__ASSIGNED TASK__.
For the forum thread on Chinese verbs below, decide whether each statement agrees with it, answering yes or no and quoting the thread's deciding words. (a) The thread says 成 and 作 can be attached to almost all verbs. (b) The thread says 以为 usually means "I think" in spoken language. (c) Youngfun says Ghabi has been posting often on the forum lately.

Now I realize that sometimes I read he2wei4 because I confuse it with 为何!!
But I don't know if I am wrong, I think 何为 means “是什么”，and wei2 can also mean "to be", so it must be wei2.


YangMuye said:


> In colloquial Chinese, we usually use 做/作 or 成 instead. “看作”“当作”“听成”...



Then what's the literal form of 听成？闻为？


----------



## YangMuye

Youngfun said:


> What do you mean by light verb? A verb that doesn't have its original meaning? How do you say "light verb" in Chinese?


A light verb(轻动词)
Wiki has given a good definition:


			
				Wikipedia said:
			
		

> In linguistics, a light verb is a verb participating in complex predication that has little semantic content of its own, but provides through inflection some details on the event semantics, such as aspect, mood, or tense.





Youngfun said:


> According to your examples I suppose that 打球、打饭、吃苦、吃亏、吃烟 (used in my dialect instead of 吸烟、抽烟) are "light verbs", right?


They more or less carry some semantic meaning, but I think they are basically light verbs.



Youngfun said:


> Then what's the literal form of 听成？闻为？


成 and 作 are so productive that they can be attached to almost all verbs. The use of 为 is more or less archaic, except for 认为/以为. (And 以为 seldom means “I think” in spoken language.)



Youngfun said:


> But I don't know if I am wrong, I think 何为 means “是什么”，and wei2 can also mean "to be", so it must be wei2.


Umm. Good suggestion.
何 may mean “why” by itself, may be derived from “how” and “(be) what”. e.g. 
王朝而有憂色，何也？——为什么/怎么了
何其多能也？——他很多才多艺，为什么呢/(程度)多么(高)呢？
仍舊貫，如之何？何必改作？——为什么/怎么一定要改造？
In Japanese, they say 何で(why, literally, “be what and then”)

I'm not an expert so I can't answer you confidently. But I wonder if couple verbs(including 为) are widely used in 上古汉语.

EDIT:


			
				王力『古代漢語』 said:
			
		

> 實際上古漢語中的“為”字是一個涵義非常廣泛的動詞，…... 在上古漢語裏，用“為”字的判斷句就非常罕見，而且限於一定的場合。


----------



## Youngfun

> (And 以为 seldom means “I think” in spoken language.)





> I'm not an expert so I can't answer you confidently. But I wonder if couple verb(including 为) is widely used in 上古汉语.


But it seems that you are the one that understands most about ancient Chinese here 
The other one is Ghabi, but recently I don't see him posting on the forum.

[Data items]
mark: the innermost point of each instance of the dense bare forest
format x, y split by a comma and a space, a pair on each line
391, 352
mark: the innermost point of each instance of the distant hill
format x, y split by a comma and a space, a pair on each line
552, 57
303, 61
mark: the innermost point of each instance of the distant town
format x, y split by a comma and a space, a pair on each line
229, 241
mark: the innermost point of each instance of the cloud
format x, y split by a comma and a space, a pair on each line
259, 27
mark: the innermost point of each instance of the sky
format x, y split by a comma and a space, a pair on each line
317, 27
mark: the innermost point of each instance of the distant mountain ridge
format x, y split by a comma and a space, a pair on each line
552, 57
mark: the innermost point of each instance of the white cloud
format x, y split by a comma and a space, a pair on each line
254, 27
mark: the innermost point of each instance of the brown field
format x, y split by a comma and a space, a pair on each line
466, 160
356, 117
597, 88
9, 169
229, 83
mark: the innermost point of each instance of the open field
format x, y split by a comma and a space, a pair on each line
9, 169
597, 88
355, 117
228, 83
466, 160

---

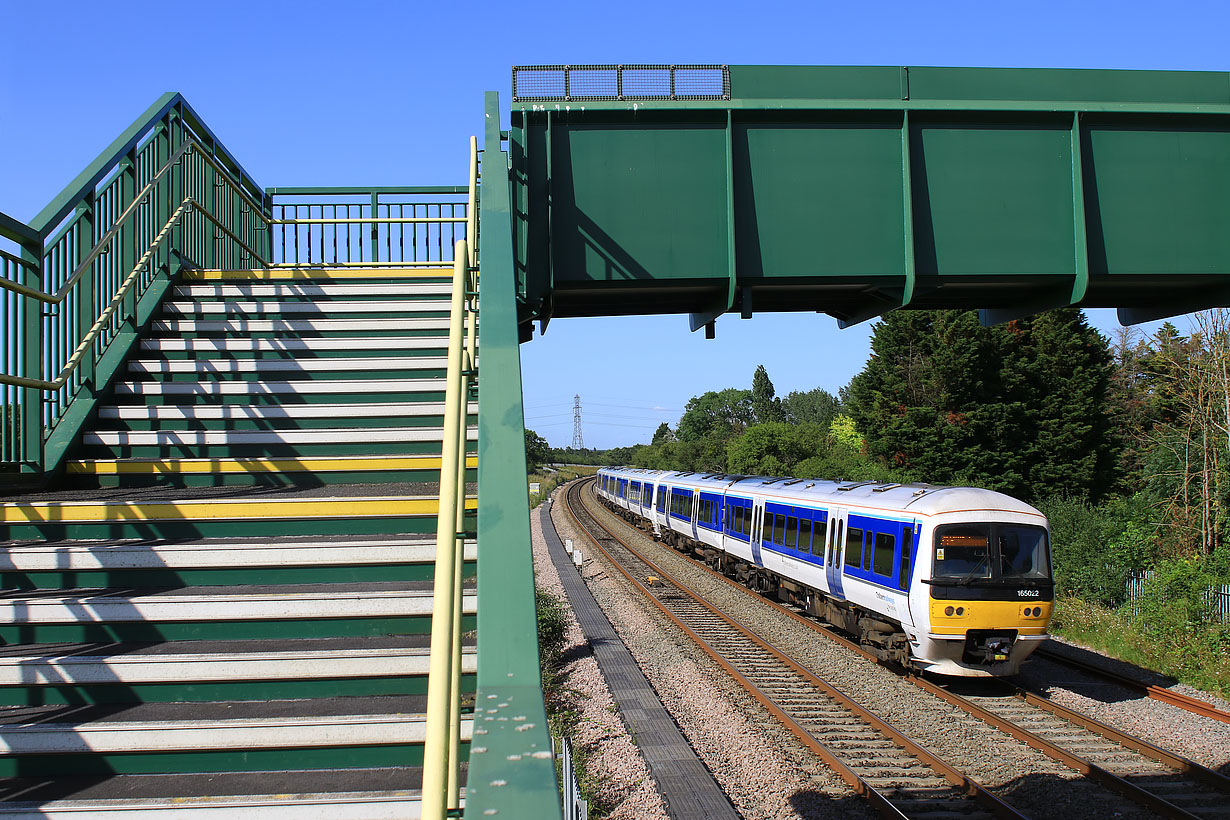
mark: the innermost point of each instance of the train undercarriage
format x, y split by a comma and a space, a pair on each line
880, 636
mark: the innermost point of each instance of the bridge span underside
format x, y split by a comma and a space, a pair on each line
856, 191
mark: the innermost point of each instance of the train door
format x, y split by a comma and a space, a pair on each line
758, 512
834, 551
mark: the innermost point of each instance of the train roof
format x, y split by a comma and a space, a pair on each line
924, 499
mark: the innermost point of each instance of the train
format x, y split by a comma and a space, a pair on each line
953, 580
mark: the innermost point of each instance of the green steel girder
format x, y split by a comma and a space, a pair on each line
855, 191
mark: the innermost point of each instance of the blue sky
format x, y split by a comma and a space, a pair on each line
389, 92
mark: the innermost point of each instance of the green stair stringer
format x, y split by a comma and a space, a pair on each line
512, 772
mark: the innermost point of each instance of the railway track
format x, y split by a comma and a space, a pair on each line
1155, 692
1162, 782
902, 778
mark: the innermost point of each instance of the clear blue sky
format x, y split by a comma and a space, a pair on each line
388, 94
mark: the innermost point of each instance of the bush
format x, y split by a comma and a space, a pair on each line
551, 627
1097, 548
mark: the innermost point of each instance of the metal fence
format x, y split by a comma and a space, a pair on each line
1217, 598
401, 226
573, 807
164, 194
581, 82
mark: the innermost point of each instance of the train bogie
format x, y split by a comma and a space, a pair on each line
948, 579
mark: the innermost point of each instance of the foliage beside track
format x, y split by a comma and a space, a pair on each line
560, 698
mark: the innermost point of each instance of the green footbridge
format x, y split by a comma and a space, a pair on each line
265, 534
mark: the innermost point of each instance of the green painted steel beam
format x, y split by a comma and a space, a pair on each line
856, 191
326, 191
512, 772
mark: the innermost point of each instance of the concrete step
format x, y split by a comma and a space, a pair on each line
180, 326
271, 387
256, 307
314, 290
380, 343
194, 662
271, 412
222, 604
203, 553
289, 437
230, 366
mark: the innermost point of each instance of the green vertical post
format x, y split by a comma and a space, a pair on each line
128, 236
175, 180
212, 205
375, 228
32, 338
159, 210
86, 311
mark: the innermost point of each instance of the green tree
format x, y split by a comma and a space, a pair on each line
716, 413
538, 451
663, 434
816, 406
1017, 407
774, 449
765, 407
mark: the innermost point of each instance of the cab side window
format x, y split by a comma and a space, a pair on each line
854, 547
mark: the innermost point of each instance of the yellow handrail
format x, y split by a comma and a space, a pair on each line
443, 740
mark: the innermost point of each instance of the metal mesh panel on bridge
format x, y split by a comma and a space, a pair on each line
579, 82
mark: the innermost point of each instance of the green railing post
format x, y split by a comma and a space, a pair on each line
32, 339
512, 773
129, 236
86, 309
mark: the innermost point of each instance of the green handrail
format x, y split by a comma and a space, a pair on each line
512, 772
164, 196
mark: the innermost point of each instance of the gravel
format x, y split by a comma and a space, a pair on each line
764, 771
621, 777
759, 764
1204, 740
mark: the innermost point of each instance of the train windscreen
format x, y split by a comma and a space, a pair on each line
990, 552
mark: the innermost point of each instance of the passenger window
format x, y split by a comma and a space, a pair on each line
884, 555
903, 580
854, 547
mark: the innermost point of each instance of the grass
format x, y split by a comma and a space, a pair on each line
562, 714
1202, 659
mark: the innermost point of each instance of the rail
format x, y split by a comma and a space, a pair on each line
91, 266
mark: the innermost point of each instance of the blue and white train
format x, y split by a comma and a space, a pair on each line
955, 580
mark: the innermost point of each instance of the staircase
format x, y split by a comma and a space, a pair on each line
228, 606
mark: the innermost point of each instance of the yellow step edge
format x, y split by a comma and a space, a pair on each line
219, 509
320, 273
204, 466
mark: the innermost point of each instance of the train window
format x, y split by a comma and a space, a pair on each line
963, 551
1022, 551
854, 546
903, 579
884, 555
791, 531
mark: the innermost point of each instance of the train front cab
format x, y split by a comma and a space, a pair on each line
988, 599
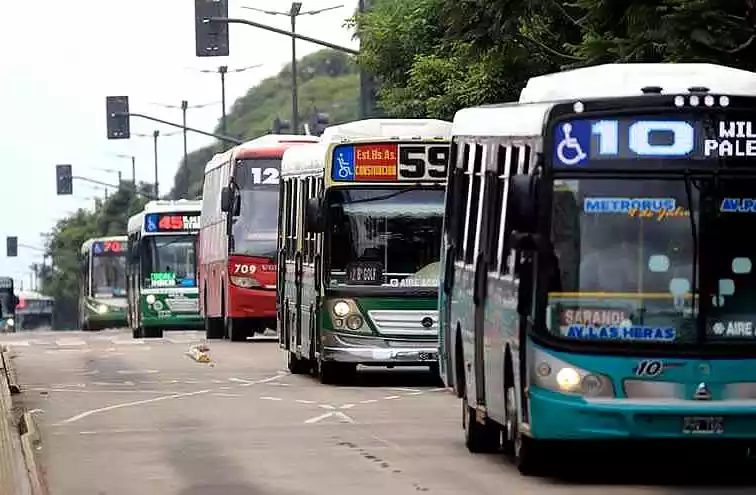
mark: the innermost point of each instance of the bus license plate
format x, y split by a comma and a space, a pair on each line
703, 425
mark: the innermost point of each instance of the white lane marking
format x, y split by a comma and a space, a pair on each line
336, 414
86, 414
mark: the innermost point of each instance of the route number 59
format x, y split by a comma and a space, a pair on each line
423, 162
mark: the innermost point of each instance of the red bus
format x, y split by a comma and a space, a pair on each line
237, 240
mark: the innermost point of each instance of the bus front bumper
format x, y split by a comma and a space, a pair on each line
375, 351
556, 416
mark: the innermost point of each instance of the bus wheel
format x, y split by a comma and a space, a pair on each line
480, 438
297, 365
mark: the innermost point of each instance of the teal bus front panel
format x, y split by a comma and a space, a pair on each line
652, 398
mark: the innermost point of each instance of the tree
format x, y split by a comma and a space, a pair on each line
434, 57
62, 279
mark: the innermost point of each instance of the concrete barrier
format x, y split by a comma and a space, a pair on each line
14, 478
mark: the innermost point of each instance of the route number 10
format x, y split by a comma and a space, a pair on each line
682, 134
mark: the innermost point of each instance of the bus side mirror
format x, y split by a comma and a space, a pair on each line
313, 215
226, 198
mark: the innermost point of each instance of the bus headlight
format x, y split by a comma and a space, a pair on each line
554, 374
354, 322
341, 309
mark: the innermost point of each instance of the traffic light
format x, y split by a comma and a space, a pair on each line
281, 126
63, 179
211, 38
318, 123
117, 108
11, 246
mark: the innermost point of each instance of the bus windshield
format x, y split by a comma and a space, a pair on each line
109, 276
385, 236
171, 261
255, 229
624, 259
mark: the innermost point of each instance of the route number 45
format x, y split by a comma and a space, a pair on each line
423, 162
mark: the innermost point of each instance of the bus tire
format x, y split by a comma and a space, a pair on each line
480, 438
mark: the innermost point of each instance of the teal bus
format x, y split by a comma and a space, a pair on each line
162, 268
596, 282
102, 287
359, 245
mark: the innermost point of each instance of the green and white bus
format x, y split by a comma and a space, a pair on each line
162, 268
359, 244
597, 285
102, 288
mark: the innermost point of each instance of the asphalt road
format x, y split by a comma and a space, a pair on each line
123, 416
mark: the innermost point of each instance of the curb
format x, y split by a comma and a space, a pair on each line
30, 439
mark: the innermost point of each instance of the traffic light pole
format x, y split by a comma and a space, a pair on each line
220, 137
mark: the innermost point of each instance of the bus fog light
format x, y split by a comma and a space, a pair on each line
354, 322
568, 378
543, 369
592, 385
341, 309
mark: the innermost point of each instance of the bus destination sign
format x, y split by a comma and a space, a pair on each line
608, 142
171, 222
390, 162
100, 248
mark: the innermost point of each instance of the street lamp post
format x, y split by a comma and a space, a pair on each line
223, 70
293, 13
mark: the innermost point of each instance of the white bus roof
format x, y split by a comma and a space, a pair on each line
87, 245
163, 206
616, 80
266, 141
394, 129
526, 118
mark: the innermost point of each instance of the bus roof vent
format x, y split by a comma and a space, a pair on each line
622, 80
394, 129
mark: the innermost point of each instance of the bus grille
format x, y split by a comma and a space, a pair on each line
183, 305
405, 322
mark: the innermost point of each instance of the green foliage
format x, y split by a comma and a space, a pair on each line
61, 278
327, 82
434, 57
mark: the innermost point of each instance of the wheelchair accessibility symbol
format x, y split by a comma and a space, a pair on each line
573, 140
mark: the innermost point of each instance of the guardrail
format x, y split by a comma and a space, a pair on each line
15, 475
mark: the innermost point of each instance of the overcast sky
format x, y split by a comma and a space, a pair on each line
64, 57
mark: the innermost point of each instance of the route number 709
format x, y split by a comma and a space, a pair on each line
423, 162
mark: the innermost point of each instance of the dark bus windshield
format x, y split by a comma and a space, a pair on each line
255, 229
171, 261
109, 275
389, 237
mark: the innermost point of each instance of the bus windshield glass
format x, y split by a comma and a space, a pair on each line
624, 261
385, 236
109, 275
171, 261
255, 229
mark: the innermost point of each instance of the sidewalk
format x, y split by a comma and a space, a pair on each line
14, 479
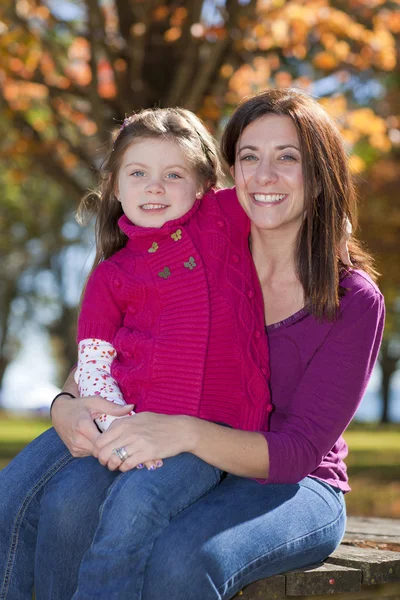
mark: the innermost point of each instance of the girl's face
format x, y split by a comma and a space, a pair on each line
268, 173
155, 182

* * *

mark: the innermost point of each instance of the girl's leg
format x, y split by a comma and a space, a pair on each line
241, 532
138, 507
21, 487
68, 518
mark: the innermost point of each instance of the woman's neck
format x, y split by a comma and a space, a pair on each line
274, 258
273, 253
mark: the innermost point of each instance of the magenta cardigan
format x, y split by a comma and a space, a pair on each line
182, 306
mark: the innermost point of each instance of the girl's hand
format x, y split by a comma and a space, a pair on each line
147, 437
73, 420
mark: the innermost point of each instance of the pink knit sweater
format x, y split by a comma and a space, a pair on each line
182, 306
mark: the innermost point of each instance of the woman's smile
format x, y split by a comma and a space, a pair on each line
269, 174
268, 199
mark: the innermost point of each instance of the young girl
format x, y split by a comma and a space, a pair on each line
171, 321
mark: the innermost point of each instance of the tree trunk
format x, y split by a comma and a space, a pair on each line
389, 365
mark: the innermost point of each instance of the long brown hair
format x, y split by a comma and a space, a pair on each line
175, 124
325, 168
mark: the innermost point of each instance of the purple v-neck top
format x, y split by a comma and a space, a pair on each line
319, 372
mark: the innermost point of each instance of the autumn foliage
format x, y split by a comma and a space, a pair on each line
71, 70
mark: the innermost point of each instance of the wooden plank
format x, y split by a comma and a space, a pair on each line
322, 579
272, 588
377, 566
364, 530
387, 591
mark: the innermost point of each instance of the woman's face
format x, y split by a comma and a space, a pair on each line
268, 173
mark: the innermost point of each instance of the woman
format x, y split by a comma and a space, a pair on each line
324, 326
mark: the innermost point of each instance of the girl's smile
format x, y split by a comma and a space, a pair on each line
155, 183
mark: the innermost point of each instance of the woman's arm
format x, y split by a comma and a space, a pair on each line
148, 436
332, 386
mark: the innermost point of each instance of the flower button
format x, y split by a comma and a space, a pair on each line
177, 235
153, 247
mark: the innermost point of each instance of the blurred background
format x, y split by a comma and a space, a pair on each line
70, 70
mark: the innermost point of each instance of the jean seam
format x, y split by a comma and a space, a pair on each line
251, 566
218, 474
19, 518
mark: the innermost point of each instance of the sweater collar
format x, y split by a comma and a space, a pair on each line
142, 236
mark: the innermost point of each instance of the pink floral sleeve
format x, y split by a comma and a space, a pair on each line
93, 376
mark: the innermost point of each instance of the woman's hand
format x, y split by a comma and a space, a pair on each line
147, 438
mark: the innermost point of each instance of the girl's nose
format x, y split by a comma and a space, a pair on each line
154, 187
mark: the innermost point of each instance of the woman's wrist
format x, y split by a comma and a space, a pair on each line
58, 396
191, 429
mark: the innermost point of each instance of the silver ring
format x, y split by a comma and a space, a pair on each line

__OUTPUT__.
(a) Yes: "成 and 作 are so productive that they can be attached to almost all verbs."
(b) No: "(And 以为 seldom means “I think” in spoken language.)"
(c) No: "but recently I don't see him posting on the forum."